▶ Work to complete
In the OTAA text below, rewrite the passage that begins with "Australian menswear accessories" and ends with "through social media.", switching "garage" to "warehouse".

OTAA
- Industry: Fashion, Menswear
- Founded: 2011; 15 years ago
- Founders: Shaheen Haroon, Fameez Haroon
- Headquarters: Melbourne, Victoria, Australia
- Website: otaa.com

= OTAA =

Australian menswear accessories brand

OTAA is an Australian menswear and accessories brand, founded in Melbourne in 2011.

== History ==
OTAA is an Australian menswear brand founded in Melbourne in 2011 by brothers Shaheen Haroon and Fameez Haroon. The company was created to challenge the traditional approach of the menswear industry, which the founders viewed as "serious" and "brooding". Initially operating from a garage with an investment of $500, OTAA differentiated itself through a brand identity that incorporated humor and eccentricity in its marketing.

The company name, OTAA, stands for "Ocean Ties Apparel Australia," and it uses recycled ocean plastic in some of its textiles. It operates on a direct-to-consumer model and engages with customers through social media.

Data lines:
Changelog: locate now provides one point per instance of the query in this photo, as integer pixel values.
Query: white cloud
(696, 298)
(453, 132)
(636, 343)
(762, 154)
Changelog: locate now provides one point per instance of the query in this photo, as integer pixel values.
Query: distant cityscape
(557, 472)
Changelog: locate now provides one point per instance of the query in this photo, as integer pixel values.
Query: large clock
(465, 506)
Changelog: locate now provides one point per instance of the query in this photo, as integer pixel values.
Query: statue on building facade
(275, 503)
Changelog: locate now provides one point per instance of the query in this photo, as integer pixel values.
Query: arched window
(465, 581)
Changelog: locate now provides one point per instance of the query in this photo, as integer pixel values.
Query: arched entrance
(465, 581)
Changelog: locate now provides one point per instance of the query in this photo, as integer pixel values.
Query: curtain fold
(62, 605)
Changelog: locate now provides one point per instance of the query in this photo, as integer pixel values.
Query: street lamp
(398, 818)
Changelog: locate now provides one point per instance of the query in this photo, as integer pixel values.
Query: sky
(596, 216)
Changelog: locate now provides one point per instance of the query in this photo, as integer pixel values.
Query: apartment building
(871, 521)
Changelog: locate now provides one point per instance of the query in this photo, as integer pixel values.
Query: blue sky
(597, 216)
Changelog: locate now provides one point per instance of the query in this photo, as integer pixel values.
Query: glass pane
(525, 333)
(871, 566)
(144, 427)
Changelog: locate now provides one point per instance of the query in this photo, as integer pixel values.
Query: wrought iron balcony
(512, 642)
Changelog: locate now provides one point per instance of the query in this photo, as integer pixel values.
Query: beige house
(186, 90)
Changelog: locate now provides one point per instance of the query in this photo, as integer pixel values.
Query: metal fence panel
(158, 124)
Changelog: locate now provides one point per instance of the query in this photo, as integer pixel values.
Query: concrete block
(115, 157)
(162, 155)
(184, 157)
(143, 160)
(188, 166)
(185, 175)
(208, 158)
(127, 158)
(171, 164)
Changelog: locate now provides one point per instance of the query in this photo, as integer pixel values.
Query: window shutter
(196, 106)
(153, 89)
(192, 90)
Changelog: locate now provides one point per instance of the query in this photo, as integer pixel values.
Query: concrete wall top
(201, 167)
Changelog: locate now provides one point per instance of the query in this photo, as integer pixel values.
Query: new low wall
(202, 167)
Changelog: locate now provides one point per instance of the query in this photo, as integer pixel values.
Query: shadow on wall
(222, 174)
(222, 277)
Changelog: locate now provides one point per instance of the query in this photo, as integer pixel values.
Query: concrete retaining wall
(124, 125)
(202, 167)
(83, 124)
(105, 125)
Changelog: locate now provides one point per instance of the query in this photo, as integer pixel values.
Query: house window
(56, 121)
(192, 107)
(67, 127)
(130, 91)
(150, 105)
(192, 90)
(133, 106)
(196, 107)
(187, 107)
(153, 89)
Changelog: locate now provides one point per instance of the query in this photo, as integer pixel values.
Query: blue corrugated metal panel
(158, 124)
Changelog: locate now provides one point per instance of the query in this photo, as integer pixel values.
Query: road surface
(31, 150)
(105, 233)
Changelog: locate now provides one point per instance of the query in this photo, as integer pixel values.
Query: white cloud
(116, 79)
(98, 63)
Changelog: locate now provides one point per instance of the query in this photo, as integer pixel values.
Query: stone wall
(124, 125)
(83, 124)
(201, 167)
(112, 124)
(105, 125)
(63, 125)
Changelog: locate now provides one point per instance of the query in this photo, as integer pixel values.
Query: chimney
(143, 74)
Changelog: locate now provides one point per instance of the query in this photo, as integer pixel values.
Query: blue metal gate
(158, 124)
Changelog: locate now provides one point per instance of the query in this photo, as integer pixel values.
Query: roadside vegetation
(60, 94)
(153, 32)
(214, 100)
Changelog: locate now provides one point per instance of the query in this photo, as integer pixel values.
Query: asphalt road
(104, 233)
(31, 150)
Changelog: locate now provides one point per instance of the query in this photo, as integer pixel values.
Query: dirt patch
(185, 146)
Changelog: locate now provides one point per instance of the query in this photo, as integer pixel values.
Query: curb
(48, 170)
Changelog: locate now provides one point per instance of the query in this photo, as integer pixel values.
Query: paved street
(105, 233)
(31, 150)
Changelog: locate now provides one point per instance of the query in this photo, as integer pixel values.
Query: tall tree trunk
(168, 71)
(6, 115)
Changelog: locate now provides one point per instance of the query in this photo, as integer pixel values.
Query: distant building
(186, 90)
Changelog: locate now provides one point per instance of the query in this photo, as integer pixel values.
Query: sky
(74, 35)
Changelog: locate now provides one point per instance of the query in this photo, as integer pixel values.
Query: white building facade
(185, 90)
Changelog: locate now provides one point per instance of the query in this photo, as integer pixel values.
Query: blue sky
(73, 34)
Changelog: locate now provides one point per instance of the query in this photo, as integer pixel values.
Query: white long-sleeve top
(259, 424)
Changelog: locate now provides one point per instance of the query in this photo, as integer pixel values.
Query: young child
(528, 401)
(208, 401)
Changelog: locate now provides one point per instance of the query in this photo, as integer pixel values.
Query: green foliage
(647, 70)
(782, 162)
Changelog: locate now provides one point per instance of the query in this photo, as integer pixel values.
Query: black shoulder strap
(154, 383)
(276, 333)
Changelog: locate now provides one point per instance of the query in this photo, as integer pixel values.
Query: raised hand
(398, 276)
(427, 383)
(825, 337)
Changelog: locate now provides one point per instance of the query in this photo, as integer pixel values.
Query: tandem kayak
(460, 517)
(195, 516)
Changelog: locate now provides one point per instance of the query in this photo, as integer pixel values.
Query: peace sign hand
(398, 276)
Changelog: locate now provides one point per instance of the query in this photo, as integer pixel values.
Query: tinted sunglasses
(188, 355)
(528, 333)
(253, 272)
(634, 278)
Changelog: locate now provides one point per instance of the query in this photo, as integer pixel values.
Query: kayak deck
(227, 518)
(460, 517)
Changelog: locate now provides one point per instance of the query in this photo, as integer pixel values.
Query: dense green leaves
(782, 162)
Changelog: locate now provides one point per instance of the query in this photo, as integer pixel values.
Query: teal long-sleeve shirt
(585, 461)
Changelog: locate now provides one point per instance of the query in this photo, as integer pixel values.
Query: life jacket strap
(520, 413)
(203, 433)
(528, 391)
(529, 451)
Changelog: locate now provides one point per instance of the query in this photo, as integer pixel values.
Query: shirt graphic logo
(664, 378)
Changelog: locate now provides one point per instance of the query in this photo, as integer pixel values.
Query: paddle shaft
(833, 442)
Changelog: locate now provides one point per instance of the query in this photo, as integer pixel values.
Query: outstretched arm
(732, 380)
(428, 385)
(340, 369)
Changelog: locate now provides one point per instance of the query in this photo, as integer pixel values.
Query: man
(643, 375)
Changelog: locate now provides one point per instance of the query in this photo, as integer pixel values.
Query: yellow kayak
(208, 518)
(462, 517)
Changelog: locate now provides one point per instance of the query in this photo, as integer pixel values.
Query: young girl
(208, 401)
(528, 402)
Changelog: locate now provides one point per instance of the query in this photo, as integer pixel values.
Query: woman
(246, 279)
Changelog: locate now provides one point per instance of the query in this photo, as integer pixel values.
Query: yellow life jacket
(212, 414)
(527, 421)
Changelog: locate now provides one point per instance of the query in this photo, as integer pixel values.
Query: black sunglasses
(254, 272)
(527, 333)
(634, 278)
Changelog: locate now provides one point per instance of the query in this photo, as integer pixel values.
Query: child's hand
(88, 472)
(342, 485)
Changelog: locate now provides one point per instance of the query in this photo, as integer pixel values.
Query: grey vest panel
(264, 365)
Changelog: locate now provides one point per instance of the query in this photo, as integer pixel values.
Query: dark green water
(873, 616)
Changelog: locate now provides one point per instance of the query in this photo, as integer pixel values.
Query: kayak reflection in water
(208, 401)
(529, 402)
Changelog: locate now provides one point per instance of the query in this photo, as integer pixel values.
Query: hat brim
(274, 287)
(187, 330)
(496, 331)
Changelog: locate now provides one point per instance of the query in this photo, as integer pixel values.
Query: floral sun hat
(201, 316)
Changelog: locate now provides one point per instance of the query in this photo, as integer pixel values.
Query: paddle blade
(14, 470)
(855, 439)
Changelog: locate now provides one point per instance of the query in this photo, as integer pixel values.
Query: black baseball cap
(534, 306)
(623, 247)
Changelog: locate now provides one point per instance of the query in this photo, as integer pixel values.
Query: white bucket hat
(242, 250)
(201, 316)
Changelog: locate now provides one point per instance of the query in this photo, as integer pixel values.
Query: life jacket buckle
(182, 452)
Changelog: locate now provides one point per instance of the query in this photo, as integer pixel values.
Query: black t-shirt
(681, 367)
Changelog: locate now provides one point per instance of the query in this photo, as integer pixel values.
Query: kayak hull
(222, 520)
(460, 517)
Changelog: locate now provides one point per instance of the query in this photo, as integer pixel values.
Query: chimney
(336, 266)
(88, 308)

▶ Solution
Australian menswear accessories brand

OTAA is an Australian menswear and accessories brand, founded in Melbourne in 2011.

== History ==
OTAA is an Australian menswear brand founded in Melbourne in 2011 by brothers Shaheen Haroon and Fameez Haroon. The company was created to challenge the traditional approach of the menswear industry, which the founders viewed as "serious" and "brooding". Initially operating from a warehouse with an investment of $500, OTAA differentiated itself through a brand identity that incorporated humor and eccentricity in its marketing.

The company name, OTAA, stands for "Ocean Ties Apparel Australia," and it uses recycled ocean plastic in some of its textiles. It operates on a direct-to-consumer model and engages with customers through social media.